### [WHAT IS ASKED]
Pick out every line in the rows below that contains the string "dragon", and copy each such line in full. Treat uppercase and lowercase letters as different.

─── INPUT RECORDS

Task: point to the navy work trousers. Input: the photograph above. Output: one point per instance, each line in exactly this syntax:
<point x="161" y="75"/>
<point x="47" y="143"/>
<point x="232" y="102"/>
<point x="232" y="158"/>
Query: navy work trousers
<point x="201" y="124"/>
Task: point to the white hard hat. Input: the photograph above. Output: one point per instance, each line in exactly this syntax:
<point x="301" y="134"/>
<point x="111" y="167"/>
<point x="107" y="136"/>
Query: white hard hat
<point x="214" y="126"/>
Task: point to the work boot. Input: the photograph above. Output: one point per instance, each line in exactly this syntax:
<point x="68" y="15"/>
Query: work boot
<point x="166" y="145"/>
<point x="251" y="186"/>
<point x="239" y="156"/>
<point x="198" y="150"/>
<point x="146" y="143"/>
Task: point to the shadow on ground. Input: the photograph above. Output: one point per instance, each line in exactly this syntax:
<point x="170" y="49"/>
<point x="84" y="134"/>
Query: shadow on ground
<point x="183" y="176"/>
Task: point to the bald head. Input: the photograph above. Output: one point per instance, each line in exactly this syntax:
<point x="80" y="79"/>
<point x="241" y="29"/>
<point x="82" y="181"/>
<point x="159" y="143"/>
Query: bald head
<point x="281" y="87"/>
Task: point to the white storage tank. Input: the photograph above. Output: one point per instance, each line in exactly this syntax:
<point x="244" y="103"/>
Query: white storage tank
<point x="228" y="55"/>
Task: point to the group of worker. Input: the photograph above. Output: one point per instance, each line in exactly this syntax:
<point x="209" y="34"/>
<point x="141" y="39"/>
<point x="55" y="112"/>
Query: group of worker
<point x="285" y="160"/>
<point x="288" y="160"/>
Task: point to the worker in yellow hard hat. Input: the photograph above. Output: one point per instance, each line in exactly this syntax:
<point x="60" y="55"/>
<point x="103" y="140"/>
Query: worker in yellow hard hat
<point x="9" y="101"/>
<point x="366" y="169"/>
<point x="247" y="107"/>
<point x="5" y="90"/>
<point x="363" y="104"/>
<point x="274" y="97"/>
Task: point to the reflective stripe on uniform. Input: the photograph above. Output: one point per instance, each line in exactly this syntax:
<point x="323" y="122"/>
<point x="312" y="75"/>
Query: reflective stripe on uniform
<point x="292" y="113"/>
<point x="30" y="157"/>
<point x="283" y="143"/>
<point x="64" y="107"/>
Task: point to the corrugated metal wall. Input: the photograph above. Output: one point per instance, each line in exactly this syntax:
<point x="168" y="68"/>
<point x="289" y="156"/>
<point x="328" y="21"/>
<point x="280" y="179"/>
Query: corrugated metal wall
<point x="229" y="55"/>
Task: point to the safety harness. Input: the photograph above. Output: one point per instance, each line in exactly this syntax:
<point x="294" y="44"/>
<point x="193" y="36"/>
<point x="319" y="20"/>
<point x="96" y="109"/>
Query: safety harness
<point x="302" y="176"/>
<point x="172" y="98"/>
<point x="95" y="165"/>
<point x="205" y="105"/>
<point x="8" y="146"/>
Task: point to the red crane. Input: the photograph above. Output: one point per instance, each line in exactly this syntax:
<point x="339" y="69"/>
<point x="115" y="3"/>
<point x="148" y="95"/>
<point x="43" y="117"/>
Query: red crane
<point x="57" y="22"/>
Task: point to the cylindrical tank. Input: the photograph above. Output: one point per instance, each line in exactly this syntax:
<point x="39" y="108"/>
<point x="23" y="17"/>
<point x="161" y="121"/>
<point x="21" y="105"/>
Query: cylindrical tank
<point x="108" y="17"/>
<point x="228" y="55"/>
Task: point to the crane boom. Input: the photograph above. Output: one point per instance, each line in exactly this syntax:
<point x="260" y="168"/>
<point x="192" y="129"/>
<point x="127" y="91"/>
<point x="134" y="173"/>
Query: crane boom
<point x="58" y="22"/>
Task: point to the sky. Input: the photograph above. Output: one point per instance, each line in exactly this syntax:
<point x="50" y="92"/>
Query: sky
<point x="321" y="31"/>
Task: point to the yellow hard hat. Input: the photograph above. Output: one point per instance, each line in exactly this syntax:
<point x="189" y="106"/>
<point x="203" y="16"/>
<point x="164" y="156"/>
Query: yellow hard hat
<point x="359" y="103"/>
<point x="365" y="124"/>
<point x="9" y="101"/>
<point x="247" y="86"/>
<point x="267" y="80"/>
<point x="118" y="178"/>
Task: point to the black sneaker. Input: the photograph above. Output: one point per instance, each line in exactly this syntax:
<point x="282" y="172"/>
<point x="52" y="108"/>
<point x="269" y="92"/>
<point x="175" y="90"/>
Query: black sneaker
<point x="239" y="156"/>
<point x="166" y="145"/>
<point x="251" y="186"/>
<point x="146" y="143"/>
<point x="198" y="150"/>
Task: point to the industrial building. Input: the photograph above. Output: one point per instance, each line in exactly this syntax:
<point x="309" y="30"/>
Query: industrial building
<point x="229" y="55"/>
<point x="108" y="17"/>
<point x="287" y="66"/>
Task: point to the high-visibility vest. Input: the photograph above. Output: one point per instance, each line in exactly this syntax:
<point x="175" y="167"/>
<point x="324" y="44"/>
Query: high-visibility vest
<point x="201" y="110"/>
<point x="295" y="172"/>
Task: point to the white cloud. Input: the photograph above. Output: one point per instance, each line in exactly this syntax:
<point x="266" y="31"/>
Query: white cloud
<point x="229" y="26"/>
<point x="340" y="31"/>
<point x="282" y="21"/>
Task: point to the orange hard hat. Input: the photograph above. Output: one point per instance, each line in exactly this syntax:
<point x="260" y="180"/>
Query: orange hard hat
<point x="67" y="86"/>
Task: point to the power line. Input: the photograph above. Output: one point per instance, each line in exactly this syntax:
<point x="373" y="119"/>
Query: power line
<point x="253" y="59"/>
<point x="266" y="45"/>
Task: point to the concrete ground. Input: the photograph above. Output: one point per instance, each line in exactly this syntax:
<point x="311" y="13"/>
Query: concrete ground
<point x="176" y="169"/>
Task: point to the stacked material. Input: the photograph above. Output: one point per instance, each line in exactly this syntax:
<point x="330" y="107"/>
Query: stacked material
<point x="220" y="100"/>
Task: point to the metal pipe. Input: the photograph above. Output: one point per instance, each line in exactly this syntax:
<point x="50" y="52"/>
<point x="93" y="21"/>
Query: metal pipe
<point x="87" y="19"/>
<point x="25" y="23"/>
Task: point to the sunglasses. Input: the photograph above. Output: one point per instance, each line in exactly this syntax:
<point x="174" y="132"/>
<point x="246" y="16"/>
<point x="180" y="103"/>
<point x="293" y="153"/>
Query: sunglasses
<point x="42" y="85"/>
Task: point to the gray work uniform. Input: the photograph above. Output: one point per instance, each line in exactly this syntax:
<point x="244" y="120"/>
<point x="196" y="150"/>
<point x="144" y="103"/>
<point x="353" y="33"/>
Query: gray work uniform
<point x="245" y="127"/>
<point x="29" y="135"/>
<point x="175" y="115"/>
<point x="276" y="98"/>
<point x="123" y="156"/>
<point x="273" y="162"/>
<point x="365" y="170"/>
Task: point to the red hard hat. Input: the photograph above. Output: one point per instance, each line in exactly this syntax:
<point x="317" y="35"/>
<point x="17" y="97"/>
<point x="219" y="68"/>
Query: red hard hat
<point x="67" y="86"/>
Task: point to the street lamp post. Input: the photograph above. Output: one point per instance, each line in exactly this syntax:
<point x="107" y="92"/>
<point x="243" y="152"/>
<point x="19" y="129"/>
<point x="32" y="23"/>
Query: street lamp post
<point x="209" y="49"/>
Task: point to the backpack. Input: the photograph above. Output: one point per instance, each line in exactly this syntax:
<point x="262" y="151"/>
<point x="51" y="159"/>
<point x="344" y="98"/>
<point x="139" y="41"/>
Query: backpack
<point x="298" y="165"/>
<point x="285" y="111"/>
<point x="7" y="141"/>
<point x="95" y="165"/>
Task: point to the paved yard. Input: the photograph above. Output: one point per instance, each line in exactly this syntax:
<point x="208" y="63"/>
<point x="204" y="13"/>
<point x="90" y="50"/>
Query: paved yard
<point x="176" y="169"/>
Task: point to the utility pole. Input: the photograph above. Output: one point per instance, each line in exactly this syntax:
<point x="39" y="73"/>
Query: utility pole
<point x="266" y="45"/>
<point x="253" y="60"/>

──────
─── INPUT RECORDS

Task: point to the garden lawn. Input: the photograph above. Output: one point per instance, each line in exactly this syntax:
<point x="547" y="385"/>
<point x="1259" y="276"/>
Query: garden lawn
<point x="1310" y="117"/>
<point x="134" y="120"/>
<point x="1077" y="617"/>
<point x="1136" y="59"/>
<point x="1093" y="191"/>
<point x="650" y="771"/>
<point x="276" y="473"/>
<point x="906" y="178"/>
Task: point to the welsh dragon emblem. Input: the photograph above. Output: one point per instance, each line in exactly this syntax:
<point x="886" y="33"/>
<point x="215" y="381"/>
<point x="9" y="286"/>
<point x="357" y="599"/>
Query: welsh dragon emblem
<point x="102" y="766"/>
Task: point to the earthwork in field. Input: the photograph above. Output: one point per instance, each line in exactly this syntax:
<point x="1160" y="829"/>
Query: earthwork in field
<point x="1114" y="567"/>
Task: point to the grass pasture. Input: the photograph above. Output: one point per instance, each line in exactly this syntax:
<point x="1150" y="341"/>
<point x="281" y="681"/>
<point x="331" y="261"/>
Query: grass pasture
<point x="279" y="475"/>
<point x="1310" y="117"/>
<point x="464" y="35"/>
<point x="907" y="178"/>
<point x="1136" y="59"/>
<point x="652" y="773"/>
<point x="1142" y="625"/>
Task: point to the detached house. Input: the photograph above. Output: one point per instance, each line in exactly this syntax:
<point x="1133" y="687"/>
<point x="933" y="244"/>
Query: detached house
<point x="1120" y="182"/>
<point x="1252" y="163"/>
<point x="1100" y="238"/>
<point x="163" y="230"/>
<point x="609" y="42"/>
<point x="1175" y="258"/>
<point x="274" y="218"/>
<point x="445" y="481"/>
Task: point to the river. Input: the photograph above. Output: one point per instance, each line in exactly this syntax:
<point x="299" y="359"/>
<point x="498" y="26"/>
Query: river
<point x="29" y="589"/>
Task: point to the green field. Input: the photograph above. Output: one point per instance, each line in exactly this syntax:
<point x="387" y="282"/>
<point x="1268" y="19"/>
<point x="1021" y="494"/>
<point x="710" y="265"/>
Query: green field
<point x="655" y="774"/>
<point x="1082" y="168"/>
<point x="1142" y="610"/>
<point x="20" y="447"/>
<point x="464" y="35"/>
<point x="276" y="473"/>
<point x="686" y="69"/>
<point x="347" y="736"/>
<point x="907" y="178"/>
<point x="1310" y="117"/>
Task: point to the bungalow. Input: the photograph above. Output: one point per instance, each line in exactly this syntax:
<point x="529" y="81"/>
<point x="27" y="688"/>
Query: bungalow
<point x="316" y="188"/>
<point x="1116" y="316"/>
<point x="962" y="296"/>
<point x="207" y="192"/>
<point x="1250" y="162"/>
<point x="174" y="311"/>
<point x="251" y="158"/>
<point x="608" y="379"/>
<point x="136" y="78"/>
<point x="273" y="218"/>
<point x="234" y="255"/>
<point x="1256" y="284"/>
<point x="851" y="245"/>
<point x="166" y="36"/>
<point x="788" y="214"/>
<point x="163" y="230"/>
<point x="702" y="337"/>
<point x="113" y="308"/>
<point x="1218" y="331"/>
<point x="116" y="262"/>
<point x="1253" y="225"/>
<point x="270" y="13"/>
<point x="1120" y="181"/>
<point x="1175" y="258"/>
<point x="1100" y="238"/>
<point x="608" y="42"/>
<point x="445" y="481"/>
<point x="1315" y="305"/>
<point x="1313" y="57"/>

──────

### [RIGHT ANSWER]
Task: point to the welsh dragon emblem. Input: the photograph above. Output: one point per instance, each line in exactly this syntax:
Query: welsh dragon emblem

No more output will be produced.